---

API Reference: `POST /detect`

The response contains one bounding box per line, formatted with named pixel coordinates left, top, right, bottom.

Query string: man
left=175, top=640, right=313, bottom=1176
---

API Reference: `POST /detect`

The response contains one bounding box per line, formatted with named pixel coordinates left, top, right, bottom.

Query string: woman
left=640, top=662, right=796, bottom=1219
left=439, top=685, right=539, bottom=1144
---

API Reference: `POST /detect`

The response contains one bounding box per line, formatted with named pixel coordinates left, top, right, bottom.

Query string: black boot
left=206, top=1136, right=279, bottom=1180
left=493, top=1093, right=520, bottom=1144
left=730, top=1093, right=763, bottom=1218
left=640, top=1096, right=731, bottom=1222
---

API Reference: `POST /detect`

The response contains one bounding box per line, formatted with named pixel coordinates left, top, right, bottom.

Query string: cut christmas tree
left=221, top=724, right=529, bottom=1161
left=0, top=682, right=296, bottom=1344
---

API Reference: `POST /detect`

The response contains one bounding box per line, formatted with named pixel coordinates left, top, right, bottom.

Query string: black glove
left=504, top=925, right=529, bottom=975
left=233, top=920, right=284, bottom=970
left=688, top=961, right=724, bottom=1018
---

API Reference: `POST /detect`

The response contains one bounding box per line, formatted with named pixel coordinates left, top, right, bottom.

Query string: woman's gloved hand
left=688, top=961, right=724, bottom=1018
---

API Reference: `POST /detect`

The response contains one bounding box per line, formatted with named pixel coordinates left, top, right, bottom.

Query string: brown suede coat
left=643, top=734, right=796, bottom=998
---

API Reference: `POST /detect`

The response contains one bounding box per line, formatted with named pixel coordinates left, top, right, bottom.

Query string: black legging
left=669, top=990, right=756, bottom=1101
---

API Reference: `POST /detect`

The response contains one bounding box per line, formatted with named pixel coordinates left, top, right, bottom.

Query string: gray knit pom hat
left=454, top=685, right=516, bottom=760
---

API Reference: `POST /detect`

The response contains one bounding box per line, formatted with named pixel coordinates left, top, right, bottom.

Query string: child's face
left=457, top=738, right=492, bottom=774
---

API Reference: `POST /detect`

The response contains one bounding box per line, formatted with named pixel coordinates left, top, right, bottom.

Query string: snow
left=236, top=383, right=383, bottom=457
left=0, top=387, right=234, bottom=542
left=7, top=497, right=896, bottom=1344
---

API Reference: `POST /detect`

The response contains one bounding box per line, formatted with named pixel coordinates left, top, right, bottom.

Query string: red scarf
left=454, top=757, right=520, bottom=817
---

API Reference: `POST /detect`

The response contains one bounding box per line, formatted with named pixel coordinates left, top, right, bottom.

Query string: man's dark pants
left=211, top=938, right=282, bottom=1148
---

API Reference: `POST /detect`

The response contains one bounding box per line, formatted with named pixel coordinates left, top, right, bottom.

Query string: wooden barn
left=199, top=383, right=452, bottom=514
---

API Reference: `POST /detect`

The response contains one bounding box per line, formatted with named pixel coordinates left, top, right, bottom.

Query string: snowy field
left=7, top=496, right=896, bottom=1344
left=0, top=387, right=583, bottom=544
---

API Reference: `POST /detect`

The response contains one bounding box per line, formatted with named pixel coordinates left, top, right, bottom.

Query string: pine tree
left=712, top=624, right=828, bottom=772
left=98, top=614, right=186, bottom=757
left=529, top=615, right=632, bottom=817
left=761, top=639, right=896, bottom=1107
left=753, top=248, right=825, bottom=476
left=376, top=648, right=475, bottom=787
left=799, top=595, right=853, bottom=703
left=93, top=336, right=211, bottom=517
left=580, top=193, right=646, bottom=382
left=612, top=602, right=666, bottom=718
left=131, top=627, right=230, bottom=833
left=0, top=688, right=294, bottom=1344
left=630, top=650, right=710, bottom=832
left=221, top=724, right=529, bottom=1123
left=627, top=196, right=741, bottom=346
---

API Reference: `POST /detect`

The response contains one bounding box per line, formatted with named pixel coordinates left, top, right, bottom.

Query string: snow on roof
--------------------
Written problem:
Revise the portion of the items that runs from the very beginning through the line containing "left=640, top=1096, right=731, bottom=1222", changing every "Query string" to "Search phrase" and leaving all else unchanged. Give only those lines.

Finished exercise:
---

API Reference: `POST /detect`

The response contains one bounding box per line, formatted with named pixel coordinates left, top, right, bottom.

Search phrase: man
left=175, top=640, right=313, bottom=1176
---

API Reference: `POST /detect`

The response contains one bounding box per line, formatted with named pixel coordinates left, top, right, bottom.

Search phrase: woman
left=640, top=662, right=796, bottom=1219
left=439, top=685, right=539, bottom=1144
---

API Reference: `POST /detect`

The response contains one bounding box per line, formatted with named pixel coordinates left, top, right, bottom.

Search phrase: black boot
left=206, top=1136, right=279, bottom=1180
left=493, top=1093, right=520, bottom=1144
left=730, top=1093, right=763, bottom=1218
left=640, top=1096, right=731, bottom=1222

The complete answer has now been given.